Overall, I'd say the assessment by President Clinton, I think concurred in by the Prime Minister, is that the bilateral relationship has strengthened considerably since the February 1994 policy review, which led to a series of higher level context between the two governments. This is the first time -- I mentioned to some of you earlier -- the first time a Prime Minister of New Zealand has been here at the White House in 11 years, although the President and the Prime Minister have met twice before on the occasion of meetings of APEC, the Asian-Pacific Economic Cooperation forum.
The discussion of the two ranged across some areas in which New Zealand and the United States have been cooperating. Specifically, on extension of the nonproliferation treaty. New Zealand is a very active, effective and vigorous participant in a variety of U.N. peacekeeping exercises around the world. And they reviewed the progress of U.N. peacekeeping generally.

Dataset items
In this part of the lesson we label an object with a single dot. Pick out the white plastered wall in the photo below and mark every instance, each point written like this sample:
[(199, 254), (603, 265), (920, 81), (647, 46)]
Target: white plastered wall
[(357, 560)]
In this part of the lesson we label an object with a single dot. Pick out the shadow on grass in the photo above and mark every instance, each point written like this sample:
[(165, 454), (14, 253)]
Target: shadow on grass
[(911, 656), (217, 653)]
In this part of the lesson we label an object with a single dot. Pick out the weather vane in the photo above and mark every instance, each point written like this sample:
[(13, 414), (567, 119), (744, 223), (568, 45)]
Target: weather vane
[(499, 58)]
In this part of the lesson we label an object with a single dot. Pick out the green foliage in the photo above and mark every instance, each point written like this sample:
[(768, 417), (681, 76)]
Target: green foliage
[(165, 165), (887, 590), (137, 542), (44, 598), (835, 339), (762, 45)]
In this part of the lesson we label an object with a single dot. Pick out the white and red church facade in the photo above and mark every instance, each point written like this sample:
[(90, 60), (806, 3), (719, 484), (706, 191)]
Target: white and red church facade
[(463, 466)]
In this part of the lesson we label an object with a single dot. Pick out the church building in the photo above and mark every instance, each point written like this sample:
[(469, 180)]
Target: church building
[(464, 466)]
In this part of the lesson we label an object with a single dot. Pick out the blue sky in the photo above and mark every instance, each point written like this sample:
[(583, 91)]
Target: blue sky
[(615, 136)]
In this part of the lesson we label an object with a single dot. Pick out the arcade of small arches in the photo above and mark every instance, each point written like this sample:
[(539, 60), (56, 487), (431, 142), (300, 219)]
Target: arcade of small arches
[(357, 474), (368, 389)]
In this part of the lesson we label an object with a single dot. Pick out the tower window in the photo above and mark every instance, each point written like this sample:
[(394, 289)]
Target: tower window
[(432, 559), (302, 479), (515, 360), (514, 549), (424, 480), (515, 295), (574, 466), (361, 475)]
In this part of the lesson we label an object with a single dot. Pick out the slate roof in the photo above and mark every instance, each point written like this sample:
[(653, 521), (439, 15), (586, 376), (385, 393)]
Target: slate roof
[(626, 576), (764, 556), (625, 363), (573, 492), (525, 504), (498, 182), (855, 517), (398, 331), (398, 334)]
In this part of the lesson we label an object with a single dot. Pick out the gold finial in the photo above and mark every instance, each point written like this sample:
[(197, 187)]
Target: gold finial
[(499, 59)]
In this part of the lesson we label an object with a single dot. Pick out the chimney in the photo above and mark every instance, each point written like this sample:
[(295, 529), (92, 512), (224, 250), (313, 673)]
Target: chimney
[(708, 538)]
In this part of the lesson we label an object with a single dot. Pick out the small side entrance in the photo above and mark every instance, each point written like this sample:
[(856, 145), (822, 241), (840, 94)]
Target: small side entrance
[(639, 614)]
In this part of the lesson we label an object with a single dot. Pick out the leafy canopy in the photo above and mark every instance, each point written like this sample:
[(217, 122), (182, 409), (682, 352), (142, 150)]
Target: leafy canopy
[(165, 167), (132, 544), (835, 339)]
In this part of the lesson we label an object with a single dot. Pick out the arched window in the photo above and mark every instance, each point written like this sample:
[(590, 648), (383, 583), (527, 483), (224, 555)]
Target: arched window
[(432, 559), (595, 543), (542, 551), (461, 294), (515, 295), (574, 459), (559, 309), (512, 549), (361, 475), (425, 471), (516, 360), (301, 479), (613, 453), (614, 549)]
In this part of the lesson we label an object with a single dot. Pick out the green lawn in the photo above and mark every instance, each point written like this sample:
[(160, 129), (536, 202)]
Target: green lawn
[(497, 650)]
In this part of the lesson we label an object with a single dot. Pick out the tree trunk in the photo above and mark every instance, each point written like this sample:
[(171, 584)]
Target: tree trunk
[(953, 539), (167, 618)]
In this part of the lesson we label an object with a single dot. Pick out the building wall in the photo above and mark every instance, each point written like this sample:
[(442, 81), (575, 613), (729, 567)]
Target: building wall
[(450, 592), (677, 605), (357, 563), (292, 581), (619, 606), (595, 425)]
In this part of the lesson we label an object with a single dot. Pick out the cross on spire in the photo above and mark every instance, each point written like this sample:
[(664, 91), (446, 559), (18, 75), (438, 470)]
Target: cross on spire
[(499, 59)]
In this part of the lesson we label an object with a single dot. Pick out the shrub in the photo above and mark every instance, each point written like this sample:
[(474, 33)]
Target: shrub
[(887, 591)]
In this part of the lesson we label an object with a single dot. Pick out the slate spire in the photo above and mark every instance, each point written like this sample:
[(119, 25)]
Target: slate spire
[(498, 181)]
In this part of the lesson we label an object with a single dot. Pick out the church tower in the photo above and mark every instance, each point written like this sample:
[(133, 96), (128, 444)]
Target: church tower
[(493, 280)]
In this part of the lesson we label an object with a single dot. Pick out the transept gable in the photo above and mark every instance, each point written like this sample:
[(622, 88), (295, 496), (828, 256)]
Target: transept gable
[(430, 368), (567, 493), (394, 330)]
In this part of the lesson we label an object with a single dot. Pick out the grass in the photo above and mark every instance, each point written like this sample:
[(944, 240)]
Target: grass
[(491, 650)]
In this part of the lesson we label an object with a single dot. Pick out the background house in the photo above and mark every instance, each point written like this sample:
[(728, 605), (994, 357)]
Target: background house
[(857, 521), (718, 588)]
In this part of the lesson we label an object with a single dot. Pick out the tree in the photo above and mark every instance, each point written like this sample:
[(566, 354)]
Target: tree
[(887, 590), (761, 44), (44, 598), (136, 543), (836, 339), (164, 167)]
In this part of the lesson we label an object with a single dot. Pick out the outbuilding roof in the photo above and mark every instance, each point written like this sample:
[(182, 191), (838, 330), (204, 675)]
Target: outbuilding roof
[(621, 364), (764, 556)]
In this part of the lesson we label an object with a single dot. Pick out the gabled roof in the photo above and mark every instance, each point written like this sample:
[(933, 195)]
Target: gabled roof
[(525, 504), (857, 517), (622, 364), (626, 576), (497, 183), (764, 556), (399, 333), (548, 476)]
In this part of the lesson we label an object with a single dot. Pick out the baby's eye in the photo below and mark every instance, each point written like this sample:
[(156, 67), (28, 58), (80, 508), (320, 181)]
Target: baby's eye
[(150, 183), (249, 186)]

| STATED EXERCISE A |
In the passage on U.S.–New Zealand relations, how many years had passed since a Prime Minister of New Zealand was last at the White House?
| STATED EXERCISE B |
From the passage on U.S.–New Zealand relations, return word for word the text from "Overall, I'd say" to "Economic Cooperation forum.".

| FINAL ANSWER A |
11 years.

| FINAL ANSWER B |
Overall, I'd say the assessment by President Clinton, I think concurred in by the Prime Minister, is that the bilateral relationship has strengthened considerably since the February 1994 policy review, which led to a series of higher level context between the two governments. This is the first time -- I mentioned to some of you earlier -- the first time a Prime Minister of New Zealand has been here at the White House in 11 years, although the President and the Prime Minister have met twice before on the occasion of meetings of APEC, the Asian-Pacific Economic Cooperation forum.